PROBLEMA PROPOSTO 1:
Você pode organizar em uma lista JSON de strings, uma por linha e sem as linhas em branco, somente o trecho dos registros que vai da linha que contém "Can you see the blonde" até a linha que contém "[[185, 89]]", incluindo as duas?

No caso, a impetrante se inscreveu no Vestibular/2017 concorrendo como candidata às vagas destinadas às cotas raciais do Curso de Direito (matutino), se autodeclarando negra (cor parda), e recebeu as informações
constantes do Manual do Candidato, entregues a todos os concorrentes, que esclarece que a autodeclaração depende da confirmação pela comissão indicada pelo Conselho de Ensino Pesquisa e Extensão da UEL (mov. 30.3). Assim, a candidata ora impetrante/apelante tinha conhecimento de que a homologação de sua matrícula estava sujeita a entrevista com Comissão encarregada de avaliar o seu enquadramento nas cotas raciais, nos termos das Resoluções nº 15/2012 do Conselho Universitário (art. 8º, c/c o § 3º do art. 2º) e nº 45/2016-CEPE (art. 9º, § 3º, c/c o art. 91). Os arts. 2º, §3º e 8º, da Resolução CU nº 12/2015 estabelecem que: "Art. 8º Considera-se negro o candidato que assim se declare e que possua pele de cor preta ou parda e outros traços fenotípicos que o identifique como pertencente ao grupo racial negro. § 1º Enquadram-se nesta opção somente os candidatos pertencentes ao grupo racial negro. § 2º A ascendência negra não será fator a ser considerado na condição de ser negro. § 3º A avaliação do enquadramento dos candidatos a esses traços fenotípicos será realizada por comissão conforme artigo 8." "Art. 8º. A homologação da matrícula dos candidatos que optarem pela reserva de vagas para negros, conforme descrito no art. 2º, será realizada por por uma Comissão indicada pelo Conselho de Ensino, Pesquisa e Extensão (CEPE) composta por: I- Coordenador do Núcleo de Estudos Afroasiáticos (NEAA);
II- Representante do Núcleo Regional de Ensino; III- Representante do Conselho Municipal de promoção da Igualdade Racial de Londrina (CMPIR); IV- Representante da Pró-reitoria de Graduação (PROGRAD); V- Representantes da Coordenadoria de Processos Seletivos (COPS); VI- Representante discente. Parágrafo único. A comissão será composta por servidores da Universidade, representantes da comunidade externa e do Conselho Municipal de Promoção da Igualdade Racial de Londrina, estas duas na proporção de até 1/3 (um terço) do total dos membros."

PROBLEMA PROPOSTO 2:
Segundo o trecho do documento, a que curso a impetrante concorreu no Vestibular/2017?

REGISTROS EXTRAÍDOS:
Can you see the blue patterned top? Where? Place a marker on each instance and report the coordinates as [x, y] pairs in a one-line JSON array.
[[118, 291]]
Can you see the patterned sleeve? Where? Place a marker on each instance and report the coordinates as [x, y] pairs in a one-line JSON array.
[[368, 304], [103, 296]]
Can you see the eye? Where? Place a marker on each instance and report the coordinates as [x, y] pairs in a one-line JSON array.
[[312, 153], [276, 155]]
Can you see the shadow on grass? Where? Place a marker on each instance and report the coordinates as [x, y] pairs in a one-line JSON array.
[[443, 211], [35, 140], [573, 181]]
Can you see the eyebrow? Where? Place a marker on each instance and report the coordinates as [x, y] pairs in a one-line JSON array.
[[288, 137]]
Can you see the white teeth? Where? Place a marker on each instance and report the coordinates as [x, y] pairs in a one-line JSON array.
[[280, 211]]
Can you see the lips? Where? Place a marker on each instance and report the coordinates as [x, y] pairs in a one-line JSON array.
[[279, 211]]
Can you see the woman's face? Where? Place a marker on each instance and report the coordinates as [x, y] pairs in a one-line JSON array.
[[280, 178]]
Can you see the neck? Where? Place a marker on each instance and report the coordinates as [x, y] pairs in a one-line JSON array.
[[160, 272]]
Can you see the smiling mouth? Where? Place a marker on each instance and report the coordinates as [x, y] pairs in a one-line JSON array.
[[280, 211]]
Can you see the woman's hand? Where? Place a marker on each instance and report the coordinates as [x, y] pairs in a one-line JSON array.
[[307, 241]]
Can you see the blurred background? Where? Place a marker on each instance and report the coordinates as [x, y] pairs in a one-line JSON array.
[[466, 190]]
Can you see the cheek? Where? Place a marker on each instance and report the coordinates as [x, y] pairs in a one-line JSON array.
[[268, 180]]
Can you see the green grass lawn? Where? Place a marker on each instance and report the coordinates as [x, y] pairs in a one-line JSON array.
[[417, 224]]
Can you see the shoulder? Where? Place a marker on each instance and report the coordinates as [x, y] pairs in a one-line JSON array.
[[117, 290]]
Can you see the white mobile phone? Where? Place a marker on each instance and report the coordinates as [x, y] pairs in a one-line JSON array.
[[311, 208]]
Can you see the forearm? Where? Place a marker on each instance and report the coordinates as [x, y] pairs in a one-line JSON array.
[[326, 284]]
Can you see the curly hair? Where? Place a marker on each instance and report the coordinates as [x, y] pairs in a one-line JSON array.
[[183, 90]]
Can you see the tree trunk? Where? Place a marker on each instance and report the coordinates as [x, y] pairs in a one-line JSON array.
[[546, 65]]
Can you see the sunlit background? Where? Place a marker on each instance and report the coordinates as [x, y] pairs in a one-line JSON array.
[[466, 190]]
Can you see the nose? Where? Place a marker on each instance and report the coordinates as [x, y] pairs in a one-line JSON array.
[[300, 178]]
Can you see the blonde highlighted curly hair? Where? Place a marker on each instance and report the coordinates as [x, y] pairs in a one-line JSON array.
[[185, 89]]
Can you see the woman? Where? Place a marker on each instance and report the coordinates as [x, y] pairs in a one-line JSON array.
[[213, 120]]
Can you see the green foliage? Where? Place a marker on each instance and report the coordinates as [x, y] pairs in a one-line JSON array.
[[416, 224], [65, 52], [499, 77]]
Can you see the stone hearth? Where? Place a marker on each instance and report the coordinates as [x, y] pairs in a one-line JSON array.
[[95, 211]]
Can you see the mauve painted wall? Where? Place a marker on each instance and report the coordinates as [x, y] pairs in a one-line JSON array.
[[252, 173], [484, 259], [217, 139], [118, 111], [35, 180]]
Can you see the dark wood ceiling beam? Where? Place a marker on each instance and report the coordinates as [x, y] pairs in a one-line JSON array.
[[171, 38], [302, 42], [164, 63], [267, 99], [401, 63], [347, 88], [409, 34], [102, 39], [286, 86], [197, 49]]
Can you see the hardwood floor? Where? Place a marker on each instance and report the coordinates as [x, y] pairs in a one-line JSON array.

RESULTADO DA TAREFA 1:
[
  "Can you see the blonde highlighted curly hair? Where? Place a marker on each instance and report the coordinates as [x, y] pairs in a one-line JSON array.",
  "[[185, 89]]"
]

RESULTADO DA TAREFA 2:
Ao Curso de Direito (matutino).